(Point annotation records)
========================
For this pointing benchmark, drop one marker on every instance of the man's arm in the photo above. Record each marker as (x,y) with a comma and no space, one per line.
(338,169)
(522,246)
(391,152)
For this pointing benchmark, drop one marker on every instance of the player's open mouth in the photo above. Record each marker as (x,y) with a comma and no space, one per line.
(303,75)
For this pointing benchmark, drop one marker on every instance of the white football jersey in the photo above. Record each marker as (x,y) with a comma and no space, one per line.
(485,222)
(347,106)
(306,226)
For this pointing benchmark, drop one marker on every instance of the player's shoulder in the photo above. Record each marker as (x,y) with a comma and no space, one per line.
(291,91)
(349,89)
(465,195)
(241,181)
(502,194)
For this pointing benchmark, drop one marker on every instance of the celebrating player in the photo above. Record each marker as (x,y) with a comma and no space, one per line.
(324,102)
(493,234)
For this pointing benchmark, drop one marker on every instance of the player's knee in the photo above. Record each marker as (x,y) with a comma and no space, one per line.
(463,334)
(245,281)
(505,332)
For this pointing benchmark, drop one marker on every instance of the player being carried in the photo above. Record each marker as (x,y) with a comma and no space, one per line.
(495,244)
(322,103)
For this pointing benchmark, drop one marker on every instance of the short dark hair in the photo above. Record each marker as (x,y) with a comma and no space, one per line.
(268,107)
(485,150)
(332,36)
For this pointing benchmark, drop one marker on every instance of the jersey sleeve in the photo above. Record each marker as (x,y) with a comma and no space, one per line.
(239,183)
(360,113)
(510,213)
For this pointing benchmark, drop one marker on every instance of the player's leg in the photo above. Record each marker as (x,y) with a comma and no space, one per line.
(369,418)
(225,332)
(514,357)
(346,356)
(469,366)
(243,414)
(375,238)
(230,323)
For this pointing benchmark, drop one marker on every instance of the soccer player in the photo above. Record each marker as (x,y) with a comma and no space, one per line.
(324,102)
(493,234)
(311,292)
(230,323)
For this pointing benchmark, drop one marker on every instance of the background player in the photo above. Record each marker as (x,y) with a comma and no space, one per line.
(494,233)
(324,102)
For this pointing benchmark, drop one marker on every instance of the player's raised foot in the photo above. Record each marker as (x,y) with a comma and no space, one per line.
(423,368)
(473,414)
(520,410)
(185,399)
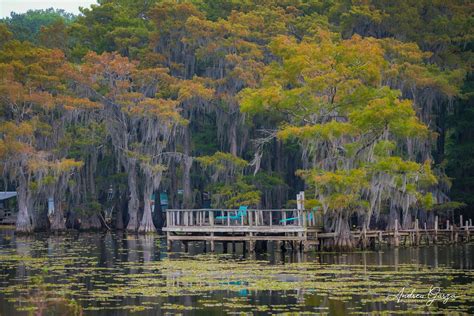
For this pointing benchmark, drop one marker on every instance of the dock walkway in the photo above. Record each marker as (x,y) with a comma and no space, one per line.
(291,227)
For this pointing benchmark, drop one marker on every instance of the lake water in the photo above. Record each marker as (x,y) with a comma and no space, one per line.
(119,274)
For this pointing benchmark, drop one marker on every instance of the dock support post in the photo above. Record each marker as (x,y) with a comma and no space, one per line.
(417,233)
(466,229)
(251,243)
(168,241)
(213,245)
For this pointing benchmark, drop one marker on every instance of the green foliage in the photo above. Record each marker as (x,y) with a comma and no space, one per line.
(27,26)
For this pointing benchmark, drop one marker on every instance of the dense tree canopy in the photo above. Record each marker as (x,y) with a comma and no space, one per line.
(365,105)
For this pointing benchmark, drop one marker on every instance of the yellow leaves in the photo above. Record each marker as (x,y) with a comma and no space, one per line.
(163,109)
(221,160)
(329,131)
(71,103)
(190,89)
(55,168)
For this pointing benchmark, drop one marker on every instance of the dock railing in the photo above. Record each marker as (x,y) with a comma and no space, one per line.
(228,217)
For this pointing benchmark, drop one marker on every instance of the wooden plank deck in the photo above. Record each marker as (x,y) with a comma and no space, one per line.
(294,227)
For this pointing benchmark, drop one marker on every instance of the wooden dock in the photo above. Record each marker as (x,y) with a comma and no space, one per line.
(292,229)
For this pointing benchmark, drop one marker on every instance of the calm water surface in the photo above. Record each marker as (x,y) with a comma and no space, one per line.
(119,274)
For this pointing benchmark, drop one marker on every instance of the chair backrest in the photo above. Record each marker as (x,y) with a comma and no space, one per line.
(242,210)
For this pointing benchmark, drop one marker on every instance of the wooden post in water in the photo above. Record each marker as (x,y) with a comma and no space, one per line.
(417,232)
(213,245)
(211,218)
(427,235)
(168,241)
(251,243)
(466,228)
(396,236)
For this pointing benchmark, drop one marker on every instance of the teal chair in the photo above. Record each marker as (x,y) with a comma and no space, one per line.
(242,212)
(310,217)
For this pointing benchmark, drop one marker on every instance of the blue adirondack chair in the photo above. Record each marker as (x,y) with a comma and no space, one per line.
(310,217)
(239,214)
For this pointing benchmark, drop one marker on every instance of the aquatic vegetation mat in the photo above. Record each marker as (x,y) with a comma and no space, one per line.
(99,273)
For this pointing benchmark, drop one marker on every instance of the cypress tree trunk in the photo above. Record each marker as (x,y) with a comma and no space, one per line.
(147,225)
(23,221)
(133,202)
(58,223)
(343,233)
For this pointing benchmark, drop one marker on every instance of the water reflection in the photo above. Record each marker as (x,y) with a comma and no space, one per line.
(118,273)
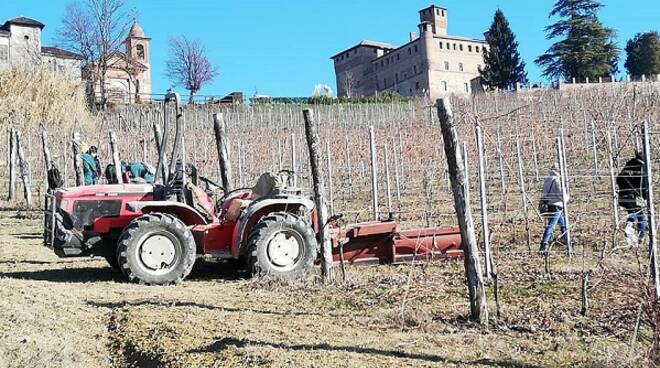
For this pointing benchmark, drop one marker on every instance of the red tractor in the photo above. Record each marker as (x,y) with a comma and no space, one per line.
(154,233)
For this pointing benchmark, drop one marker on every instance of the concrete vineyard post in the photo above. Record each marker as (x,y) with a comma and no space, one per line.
(650,208)
(564,191)
(374,174)
(484,204)
(115,157)
(77,160)
(25,171)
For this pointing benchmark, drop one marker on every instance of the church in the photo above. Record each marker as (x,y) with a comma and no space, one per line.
(128,79)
========================
The problem:
Begin with the line containing "of the cypress" and end with the final line of the data, printing those lines exactly and only; pictures are left out.

Solution:
For this pointing benchmark, drop one marker on every instance of the cypress tree trunk in the photo above. Record each marker as (x,y) with a comma and no space, one per line.
(147,225)
(23,221)
(133,202)
(58,223)
(343,233)
For this pointing benchmark, drop one marker on every instance of the water reflection in the photo above. Record each marker as (x,y) with a comma and no space, one per line.
(118,273)
For this pointing benchmark, drop one marker on every instance of the red tractor in the photo above. Record each marker as (x,y) with a comma and no space, one per line.
(154,233)
For this pointing benchmark, drop one marker on every instance of the concrete vineyard post in the photo above. Record each marker as (x,y) with a comma and no space, one per line.
(650,208)
(564,191)
(374,174)
(484,204)
(115,157)
(77,160)
(25,171)
For this pointing benchmark, drop one marker on every instance of the church in the photo above. Record each marker as (x,y) with a comma and no space, one per line.
(128,79)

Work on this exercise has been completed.